- [DIRECTIONS]: Reproduce all of the data word for word.

-- BEGIN STORED RECORDS --

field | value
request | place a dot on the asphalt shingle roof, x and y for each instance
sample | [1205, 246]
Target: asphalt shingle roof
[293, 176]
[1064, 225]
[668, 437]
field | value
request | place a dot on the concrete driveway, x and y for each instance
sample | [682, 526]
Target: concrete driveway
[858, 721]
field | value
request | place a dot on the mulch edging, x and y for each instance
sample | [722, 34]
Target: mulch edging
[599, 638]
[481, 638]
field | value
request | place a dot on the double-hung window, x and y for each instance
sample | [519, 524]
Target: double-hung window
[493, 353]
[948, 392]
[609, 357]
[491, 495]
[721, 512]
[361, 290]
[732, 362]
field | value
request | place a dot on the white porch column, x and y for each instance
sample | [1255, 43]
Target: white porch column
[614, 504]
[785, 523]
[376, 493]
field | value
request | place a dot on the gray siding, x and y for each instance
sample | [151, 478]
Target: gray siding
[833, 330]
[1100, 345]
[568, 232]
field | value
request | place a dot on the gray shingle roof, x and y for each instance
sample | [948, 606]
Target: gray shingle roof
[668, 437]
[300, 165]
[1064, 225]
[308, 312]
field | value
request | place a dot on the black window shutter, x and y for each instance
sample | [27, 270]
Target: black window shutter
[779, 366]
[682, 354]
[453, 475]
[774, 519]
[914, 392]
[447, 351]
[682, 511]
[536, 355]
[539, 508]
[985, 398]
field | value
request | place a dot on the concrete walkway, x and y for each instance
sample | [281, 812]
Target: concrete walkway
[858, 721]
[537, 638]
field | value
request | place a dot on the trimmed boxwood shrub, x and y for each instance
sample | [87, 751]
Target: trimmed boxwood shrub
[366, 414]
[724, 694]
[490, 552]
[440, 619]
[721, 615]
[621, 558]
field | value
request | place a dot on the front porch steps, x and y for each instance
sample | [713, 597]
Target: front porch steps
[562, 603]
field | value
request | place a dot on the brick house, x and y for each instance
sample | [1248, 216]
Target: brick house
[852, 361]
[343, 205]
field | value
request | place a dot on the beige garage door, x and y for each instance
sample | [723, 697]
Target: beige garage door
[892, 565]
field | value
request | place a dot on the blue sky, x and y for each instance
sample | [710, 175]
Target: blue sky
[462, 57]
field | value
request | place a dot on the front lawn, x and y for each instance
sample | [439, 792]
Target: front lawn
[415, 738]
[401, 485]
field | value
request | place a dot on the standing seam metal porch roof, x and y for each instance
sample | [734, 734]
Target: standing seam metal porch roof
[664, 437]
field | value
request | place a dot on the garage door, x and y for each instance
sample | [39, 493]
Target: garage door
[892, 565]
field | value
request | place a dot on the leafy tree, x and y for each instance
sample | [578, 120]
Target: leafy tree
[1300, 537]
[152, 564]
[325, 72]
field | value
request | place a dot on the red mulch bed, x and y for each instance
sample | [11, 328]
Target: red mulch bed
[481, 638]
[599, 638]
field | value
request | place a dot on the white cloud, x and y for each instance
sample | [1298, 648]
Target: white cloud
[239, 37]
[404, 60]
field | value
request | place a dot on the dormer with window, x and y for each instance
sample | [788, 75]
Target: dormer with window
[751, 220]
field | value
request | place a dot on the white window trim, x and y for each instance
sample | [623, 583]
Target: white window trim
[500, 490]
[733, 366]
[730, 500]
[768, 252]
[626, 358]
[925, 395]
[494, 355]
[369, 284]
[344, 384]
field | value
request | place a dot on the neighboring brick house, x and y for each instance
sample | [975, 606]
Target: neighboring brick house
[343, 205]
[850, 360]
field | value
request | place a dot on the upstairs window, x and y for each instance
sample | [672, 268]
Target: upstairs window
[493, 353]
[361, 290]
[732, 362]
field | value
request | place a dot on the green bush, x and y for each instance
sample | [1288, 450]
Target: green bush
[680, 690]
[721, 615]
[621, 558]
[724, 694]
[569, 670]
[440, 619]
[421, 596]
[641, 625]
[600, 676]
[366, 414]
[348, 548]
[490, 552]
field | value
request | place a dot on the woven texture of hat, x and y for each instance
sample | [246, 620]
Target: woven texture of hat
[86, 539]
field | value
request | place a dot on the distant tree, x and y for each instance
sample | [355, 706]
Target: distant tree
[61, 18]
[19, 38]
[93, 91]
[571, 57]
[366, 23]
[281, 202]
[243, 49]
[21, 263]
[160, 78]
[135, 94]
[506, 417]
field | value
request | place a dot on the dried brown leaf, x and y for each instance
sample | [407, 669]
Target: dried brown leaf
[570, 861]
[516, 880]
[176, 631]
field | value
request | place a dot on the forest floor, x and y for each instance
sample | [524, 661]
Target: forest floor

-- END STORED RECORDS --

- [EXERCISE OUTPUT]:
field | value
request | place a dot on the asphalt shingle roof, x and y for each instance
sample | [1205, 246]
Target: asphalt shingle roof
[293, 176]
[1064, 225]
[668, 437]
field | value
request | place a dot on the concrete driveway, x and y for each instance
sample | [682, 526]
Target: concrete driveway
[858, 721]
field | value
request | place a dot on the mulch edging, x and y for each instance
sample | [722, 34]
Target: mulch edging
[599, 638]
[481, 638]
field | value
request | place a dot on the double-hung window, x and y for each instance
sample | [519, 524]
Target: double-hung window
[493, 353]
[948, 392]
[609, 357]
[491, 495]
[721, 512]
[361, 290]
[732, 362]
field | value
request | place a dot on the white porch column, x and y for each instance
sample | [1255, 43]
Target: white porch column
[614, 504]
[785, 523]
[376, 493]
field | value
request | place a dot on the gray siding, x and y for each instance
sample | [151, 478]
Target: gray siding
[833, 330]
[1100, 345]
[568, 232]
field | value
request | place a dot on the gray shingle roof, x and y for each instance
sample | [948, 606]
Target: gray shingle roof
[668, 437]
[300, 165]
[1064, 225]
[308, 312]
field | value
request | place a dot on the black window shutter, x and y for each instance
sample | [27, 270]
Target: black window shutter
[779, 366]
[682, 354]
[453, 475]
[774, 519]
[914, 392]
[447, 351]
[682, 511]
[536, 355]
[539, 508]
[985, 398]
field | value
request | place a dot on the concrete walkway, x and y for each instance
sample | [281, 812]
Target: concrete walkway
[858, 721]
[537, 638]
field | value
request | place a dot on the trimmed boxwood shrub, x and y for each instance
sample | [87, 751]
Target: trimmed boxwood shrub
[366, 414]
[724, 694]
[490, 552]
[440, 619]
[721, 615]
[621, 558]
field | value
request | place a dot on the front porch steps, x and y for each instance
sample | [713, 597]
Target: front porch steps
[562, 603]
field | value
request | place a dot on the brick house, x and y for each instance
sample | [1248, 216]
Target: brick house
[852, 361]
[343, 205]
field | value
request | place a dot on the beige garage door, x and y for each instance
sample | [723, 697]
Target: beige garage door
[892, 565]
field | value
request | place a dot on the blue sky, x and y for each instance
sample | [710, 175]
Target: blue sky
[462, 57]
field | value
request | place a dot on the front lawn, x and y for each instance
sample | [439, 792]
Target: front lawn
[415, 738]
[401, 485]
field | value
request | place a dot on the standing seam metal porch roof, x and y for each instance
sample | [734, 734]
Target: standing seam metal porch roof
[664, 437]
field | value
request | place a dot on the garage door, x and y for each instance
sample | [39, 493]
Target: garage door
[892, 565]
field | value
request | place a dot on the leafy tree, x and y for each instance
sample | [578, 120]
Target: leafy tree
[1300, 537]
[152, 564]
[325, 72]
field | value
request | place a dot on the red mulch bed, x and y for each instance
sample | [11, 328]
Target: red mulch bed
[481, 638]
[599, 638]
field | value
request | place a dot on the white cloud, x and y for each instance
sample | [1298, 648]
Target: white cloud
[239, 37]
[404, 60]
field | value
request | place a dot on the dormer with window, x and y for each instance
sample | [788, 75]
Target: dormer with window
[751, 220]
field | value
request | place a dot on the white window trim, x and y for each instance
sample | [623, 583]
Target: white window trim
[500, 490]
[733, 366]
[730, 500]
[768, 252]
[626, 358]
[925, 395]
[494, 355]
[369, 284]
[344, 384]
field | value
request | place a dot on the neighboring brick house, x and y for each instance
sample | [975, 606]
Target: neighboring brick house
[343, 205]
[850, 360]
field | value
request | place a dot on the upstairs window, x and y for each instance
sample | [672, 268]
Target: upstairs window
[493, 353]
[361, 290]
[732, 362]
field | value
request | place a dot on the green bush, x and y for each instance
sample | [1288, 450]
Target: green bush
[680, 690]
[721, 615]
[621, 558]
[724, 694]
[569, 670]
[440, 619]
[421, 596]
[641, 625]
[600, 676]
[366, 414]
[348, 548]
[490, 552]
field | value
request | place a dot on the woven texture of hat, x and y for each instance
sample | [246, 620]
Target: woven texture of hat
[86, 539]
field | value
request | place a dot on the distant tree, x and y for each instance
sample | [355, 706]
Target: distant tree
[61, 18]
[19, 38]
[93, 91]
[571, 57]
[366, 23]
[281, 202]
[243, 49]
[21, 263]
[160, 78]
[135, 94]
[506, 417]
field | value
request | place a dot on the dried brown leaf, x and y for each instance
sample | [407, 669]
Target: dried brown leaf
[570, 861]
[516, 880]
[176, 631]
field | value
request | place a dot on the forest floor, x and y for each instance
sample | [524, 661]
Target: forest floor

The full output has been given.